-- Begin LISTED RECORDS --
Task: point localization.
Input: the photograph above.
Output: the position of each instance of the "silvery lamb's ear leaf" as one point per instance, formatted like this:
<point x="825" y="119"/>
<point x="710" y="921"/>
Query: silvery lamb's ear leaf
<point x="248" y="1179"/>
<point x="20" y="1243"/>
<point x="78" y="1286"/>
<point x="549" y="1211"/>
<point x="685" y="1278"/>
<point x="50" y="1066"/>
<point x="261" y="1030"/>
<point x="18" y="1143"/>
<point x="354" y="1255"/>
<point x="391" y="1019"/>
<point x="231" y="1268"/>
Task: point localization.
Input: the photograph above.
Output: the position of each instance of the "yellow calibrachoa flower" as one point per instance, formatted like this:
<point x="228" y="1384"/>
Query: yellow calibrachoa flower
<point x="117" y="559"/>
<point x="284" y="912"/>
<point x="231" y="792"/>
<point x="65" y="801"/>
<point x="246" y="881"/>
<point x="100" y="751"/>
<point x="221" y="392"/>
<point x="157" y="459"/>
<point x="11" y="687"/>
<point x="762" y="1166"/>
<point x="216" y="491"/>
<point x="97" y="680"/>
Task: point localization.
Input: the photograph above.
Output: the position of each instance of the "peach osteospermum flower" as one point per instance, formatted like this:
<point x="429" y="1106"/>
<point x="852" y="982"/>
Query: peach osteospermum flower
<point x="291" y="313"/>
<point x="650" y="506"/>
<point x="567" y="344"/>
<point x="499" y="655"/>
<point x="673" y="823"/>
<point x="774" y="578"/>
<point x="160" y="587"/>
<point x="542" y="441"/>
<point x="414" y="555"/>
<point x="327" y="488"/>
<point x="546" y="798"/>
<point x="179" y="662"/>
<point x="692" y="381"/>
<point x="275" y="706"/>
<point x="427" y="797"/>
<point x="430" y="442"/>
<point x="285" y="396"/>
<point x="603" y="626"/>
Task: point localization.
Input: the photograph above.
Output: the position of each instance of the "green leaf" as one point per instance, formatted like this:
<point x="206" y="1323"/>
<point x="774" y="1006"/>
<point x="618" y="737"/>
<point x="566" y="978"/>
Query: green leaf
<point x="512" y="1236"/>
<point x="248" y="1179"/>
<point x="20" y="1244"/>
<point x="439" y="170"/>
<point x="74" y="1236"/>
-- End LISTED RECORDS --
Write out every record, exactly as written.

#### WRITTEN ANSWER
Task: point localization.
Input: the photograph above.
Output: the position of each instance of the "silvery lamb's ear leaf" as one point per instance, formatted like this:
<point x="825" y="119"/>
<point x="710" y="921"/>
Query: silvery lamb's ear leaf
<point x="248" y="1179"/>
<point x="20" y="1243"/>
<point x="78" y="1286"/>
<point x="549" y="1211"/>
<point x="685" y="1278"/>
<point x="50" y="1066"/>
<point x="261" y="1030"/>
<point x="18" y="1143"/>
<point x="354" y="1255"/>
<point x="391" y="1019"/>
<point x="231" y="1268"/>
Task: point localization.
Input: the photograph above.
Output: the position of each instance of the "yellow calibrachoa flower" as one point per instance, formatted like this:
<point x="228" y="1384"/>
Query: yellow calibrachoa flower
<point x="117" y="559"/>
<point x="284" y="912"/>
<point x="231" y="792"/>
<point x="65" y="801"/>
<point x="246" y="881"/>
<point x="100" y="751"/>
<point x="221" y="392"/>
<point x="157" y="459"/>
<point x="11" y="687"/>
<point x="762" y="1166"/>
<point x="216" y="491"/>
<point x="97" y="680"/>
Task: point localization.
Input: the photograph above.
Output: the position of each instance of the "peach osteospermum flower" as one point per instance, formatted like this:
<point x="429" y="1106"/>
<point x="852" y="982"/>
Query: peach osteospermum flower
<point x="291" y="313"/>
<point x="650" y="506"/>
<point x="567" y="344"/>
<point x="499" y="655"/>
<point x="673" y="823"/>
<point x="774" y="578"/>
<point x="160" y="587"/>
<point x="542" y="441"/>
<point x="414" y="555"/>
<point x="327" y="488"/>
<point x="546" y="798"/>
<point x="179" y="662"/>
<point x="692" y="381"/>
<point x="275" y="706"/>
<point x="427" y="797"/>
<point x="430" y="442"/>
<point x="285" y="396"/>
<point x="603" y="626"/>
Task: point localization.
Input: the photograph above.
Output: the position of each instance of the "green leaf" as one point per instance, formatted like this:
<point x="206" y="1323"/>
<point x="774" y="1006"/>
<point x="618" y="737"/>
<point x="566" y="978"/>
Query: green leaf
<point x="512" y="1236"/>
<point x="248" y="1179"/>
<point x="20" y="1244"/>
<point x="439" y="170"/>
<point x="74" y="1236"/>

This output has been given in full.